Produce the listing below again, exactly as shown.

====

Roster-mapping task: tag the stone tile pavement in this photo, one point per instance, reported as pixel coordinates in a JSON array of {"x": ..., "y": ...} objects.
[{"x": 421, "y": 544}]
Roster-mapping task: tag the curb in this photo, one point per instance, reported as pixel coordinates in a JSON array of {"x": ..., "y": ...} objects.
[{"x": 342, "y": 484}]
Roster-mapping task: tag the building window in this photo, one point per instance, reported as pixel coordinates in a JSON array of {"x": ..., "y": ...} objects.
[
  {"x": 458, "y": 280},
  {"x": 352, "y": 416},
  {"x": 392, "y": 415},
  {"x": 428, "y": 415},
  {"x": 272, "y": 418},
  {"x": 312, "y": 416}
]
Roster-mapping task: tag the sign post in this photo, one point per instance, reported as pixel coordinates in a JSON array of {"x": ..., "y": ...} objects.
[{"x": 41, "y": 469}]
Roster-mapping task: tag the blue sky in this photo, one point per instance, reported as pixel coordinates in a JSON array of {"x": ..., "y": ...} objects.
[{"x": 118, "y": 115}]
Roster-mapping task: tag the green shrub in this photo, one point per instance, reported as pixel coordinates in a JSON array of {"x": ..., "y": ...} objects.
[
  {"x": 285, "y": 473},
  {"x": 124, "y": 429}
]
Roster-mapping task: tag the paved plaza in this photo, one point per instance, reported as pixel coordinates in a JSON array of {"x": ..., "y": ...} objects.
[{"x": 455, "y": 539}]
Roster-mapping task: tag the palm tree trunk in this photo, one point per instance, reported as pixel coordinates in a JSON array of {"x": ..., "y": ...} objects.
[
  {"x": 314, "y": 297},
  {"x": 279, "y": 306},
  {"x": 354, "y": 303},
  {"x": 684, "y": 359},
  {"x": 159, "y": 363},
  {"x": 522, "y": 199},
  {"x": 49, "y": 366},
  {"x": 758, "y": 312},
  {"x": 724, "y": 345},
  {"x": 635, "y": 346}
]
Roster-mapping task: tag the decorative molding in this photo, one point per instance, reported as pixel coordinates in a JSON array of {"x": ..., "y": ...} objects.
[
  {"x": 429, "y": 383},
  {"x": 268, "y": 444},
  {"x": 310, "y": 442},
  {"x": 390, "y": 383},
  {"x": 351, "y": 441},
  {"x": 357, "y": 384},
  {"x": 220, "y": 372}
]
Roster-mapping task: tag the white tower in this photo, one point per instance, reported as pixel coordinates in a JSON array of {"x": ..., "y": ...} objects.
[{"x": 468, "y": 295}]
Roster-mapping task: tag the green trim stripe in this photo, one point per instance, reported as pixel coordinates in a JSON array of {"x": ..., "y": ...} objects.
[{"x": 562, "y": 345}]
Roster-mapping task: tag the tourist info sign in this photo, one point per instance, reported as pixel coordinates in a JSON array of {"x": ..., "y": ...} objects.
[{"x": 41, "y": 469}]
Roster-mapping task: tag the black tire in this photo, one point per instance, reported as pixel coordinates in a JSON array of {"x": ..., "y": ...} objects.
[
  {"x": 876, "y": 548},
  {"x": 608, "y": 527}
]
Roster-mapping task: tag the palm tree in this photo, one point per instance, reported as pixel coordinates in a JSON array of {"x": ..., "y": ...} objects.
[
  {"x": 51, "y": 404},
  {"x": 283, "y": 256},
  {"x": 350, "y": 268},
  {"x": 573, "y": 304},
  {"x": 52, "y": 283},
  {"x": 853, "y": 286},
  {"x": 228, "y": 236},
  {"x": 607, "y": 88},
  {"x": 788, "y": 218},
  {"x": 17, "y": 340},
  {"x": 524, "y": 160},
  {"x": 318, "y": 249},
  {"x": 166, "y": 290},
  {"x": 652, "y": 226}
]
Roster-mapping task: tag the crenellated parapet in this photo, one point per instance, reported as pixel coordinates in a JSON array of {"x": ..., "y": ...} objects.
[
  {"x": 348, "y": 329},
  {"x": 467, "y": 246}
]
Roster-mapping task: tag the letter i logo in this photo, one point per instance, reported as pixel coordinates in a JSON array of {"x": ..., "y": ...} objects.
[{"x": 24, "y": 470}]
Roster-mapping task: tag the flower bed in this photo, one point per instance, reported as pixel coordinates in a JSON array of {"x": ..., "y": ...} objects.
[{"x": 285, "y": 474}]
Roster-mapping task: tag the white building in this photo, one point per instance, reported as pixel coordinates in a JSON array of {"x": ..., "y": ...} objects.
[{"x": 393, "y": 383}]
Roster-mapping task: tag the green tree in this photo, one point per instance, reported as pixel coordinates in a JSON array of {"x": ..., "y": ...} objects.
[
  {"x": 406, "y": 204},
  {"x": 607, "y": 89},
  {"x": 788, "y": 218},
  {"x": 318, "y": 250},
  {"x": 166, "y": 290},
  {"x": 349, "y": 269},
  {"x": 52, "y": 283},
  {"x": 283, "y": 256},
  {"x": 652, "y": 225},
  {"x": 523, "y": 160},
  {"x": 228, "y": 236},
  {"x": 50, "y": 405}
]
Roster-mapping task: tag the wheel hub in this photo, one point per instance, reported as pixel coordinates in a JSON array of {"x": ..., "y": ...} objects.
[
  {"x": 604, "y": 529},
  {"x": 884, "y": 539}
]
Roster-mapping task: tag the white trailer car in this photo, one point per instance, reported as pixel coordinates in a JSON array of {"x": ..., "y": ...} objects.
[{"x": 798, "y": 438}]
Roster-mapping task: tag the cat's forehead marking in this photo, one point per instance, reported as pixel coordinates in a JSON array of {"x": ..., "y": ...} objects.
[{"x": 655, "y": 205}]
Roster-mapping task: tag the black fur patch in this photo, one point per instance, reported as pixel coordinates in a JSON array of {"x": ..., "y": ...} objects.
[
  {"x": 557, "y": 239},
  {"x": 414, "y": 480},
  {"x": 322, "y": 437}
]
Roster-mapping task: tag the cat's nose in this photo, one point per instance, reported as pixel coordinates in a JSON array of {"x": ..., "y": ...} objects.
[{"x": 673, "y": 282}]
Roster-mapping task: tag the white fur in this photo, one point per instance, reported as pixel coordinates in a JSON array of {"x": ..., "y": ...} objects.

====

#### [Answer to this exercise]
Roster-mapping task: tag the stone tile pavement in this photo, one point per instance, reported as pixel coordinates in a JSON array of {"x": ..., "y": ...} objects.
[{"x": 421, "y": 544}]
Roster-mapping task: tag the curb in this photo, one point per instance, reported as pixel coordinates in a JSON array of {"x": ..., "y": ...} objects.
[{"x": 342, "y": 484}]
Roster-mapping task: tag the building window in this photo, one point per instance, reported as pixel coordinates in a JSON array of {"x": ..., "y": ...} objects.
[
  {"x": 458, "y": 280},
  {"x": 352, "y": 416},
  {"x": 392, "y": 415},
  {"x": 428, "y": 415},
  {"x": 272, "y": 418},
  {"x": 312, "y": 416}
]
Roster-mapping task: tag the sign post in this photo, one point per instance, reported as pixel coordinates in a JSON array of {"x": ..., "y": ...} objects.
[{"x": 41, "y": 469}]
Roster-mapping task: tag the blue sky in this photo, one point per instance, reported as pixel coordinates in a JSON array of {"x": ..., "y": ...} objects.
[{"x": 118, "y": 115}]
Roster-mapping task: tag the green shrub in this photo, one point per instance, reported as pixel coordinates in a JSON array of {"x": ..., "y": ...} objects.
[
  {"x": 285, "y": 473},
  {"x": 124, "y": 429}
]
Roster-mapping task: tag the paved plaza in this photo, one point per instance, reported as pixel coordinates in a JSON array of {"x": ..., "y": ...} objects.
[{"x": 455, "y": 539}]
Roster-mapping task: tag the palm tree trunk in this photo, one point per instance, reported as pixel coordinates in a JSON array of {"x": ..., "y": ...} objects.
[
  {"x": 314, "y": 297},
  {"x": 279, "y": 306},
  {"x": 354, "y": 303},
  {"x": 684, "y": 359},
  {"x": 159, "y": 363},
  {"x": 522, "y": 199},
  {"x": 49, "y": 366},
  {"x": 758, "y": 312},
  {"x": 724, "y": 345},
  {"x": 635, "y": 346}
]
Roster-mapping task: tag the decorative molding in this photo, one point per instance, reported as pixel coordinates in a JSON array of {"x": ..., "y": ...} objects.
[
  {"x": 429, "y": 383},
  {"x": 268, "y": 444},
  {"x": 310, "y": 442},
  {"x": 390, "y": 383},
  {"x": 351, "y": 441},
  {"x": 357, "y": 384},
  {"x": 220, "y": 372}
]
Roster-mapping task: tag the white tower in this photo, one point per instance, reported as pixel coordinates in a JSON array of {"x": ..., "y": ...} objects.
[{"x": 468, "y": 295}]
Roster-mapping task: tag the green trim stripe in this photo, one point per instance, reported as pixel coordinates in a JSON array of {"x": ..., "y": ...} objects.
[{"x": 562, "y": 345}]
Roster-mapping task: tag the tourist info sign in this photo, one point per instance, reported as pixel coordinates in a JSON array of {"x": ..., "y": ...} objects.
[{"x": 41, "y": 469}]
Roster-mapping task: tag the black tire in this photo, one point per instance, reported as pixel coordinates in a JSON array of {"x": ..., "y": ...} objects.
[
  {"x": 876, "y": 548},
  {"x": 608, "y": 527}
]
Roster-mapping task: tag the palm tree in this photo, one point per instance, reported as pixel coordinates in a JSON array of {"x": ..., "y": ...} objects.
[
  {"x": 51, "y": 404},
  {"x": 283, "y": 256},
  {"x": 350, "y": 268},
  {"x": 573, "y": 304},
  {"x": 52, "y": 283},
  {"x": 853, "y": 286},
  {"x": 228, "y": 236},
  {"x": 607, "y": 88},
  {"x": 788, "y": 218},
  {"x": 17, "y": 340},
  {"x": 524, "y": 160},
  {"x": 318, "y": 249},
  {"x": 166, "y": 290},
  {"x": 652, "y": 226}
]
Roster-mapping task: tag the crenellated parapet in this photo, one point per instance, reported as pixel coordinates in a JSON array of {"x": ..., "y": ...} objects.
[
  {"x": 348, "y": 329},
  {"x": 467, "y": 246}
]
Roster-mapping task: tag the letter i logo in this photo, one point per instance, reported as pixel coordinates in a JSON array of {"x": ..., "y": ...} objects.
[{"x": 24, "y": 470}]
Roster-mapping task: tag the flower bed in this photo, one point per instance, reported as pixel coordinates in a JSON array of {"x": ..., "y": ...} objects.
[{"x": 285, "y": 474}]
Roster-mapping task: tag the white building in this photo, one point per instance, reported as pixel coordinates in a JSON array of {"x": ..., "y": ...} objects.
[{"x": 393, "y": 383}]
Roster-mapping task: tag the green tree in this photo, one point per instance, reported as pixel coordinates in a JSON array of {"x": ..., "y": ...} objects.
[
  {"x": 406, "y": 204},
  {"x": 607, "y": 89},
  {"x": 788, "y": 218},
  {"x": 318, "y": 250},
  {"x": 166, "y": 290},
  {"x": 349, "y": 269},
  {"x": 52, "y": 283},
  {"x": 283, "y": 256},
  {"x": 652, "y": 225},
  {"x": 523, "y": 160},
  {"x": 228, "y": 236},
  {"x": 50, "y": 405}
]
Roster-mapping task: tag the wheel hub in this photo, one point per instance, reported as pixel coordinates in a JSON array of {"x": ..., "y": ...} objects.
[
  {"x": 604, "y": 529},
  {"x": 884, "y": 539}
]
Roster-mapping task: tag the white trailer car in this photo, one point per instance, reported as pixel coordinates in a JSON array of {"x": ..., "y": ...} objects.
[{"x": 798, "y": 438}]
Roster-mapping task: tag the cat's forehead marking in this photo, one point per instance, reported as pixel coordinates in a JSON array of {"x": ..., "y": ...} objects.
[{"x": 655, "y": 205}]
Roster-mapping task: tag the black fur patch in this photo, one point per instance, reported as pixel coordinates in a JSON array of {"x": ..., "y": ...} objects.
[
  {"x": 557, "y": 239},
  {"x": 414, "y": 480},
  {"x": 322, "y": 437}
]
Roster-mapping task: tag the cat's nose in this photo, one point per instance, reported as pixel coordinates in a JSON array of {"x": ..., "y": ...} objects.
[{"x": 673, "y": 282}]
Roster-mapping task: tag the white fur in this photo, one point per instance, reported as pixel coordinates in a JSON array of {"x": ..., "y": ...} objects.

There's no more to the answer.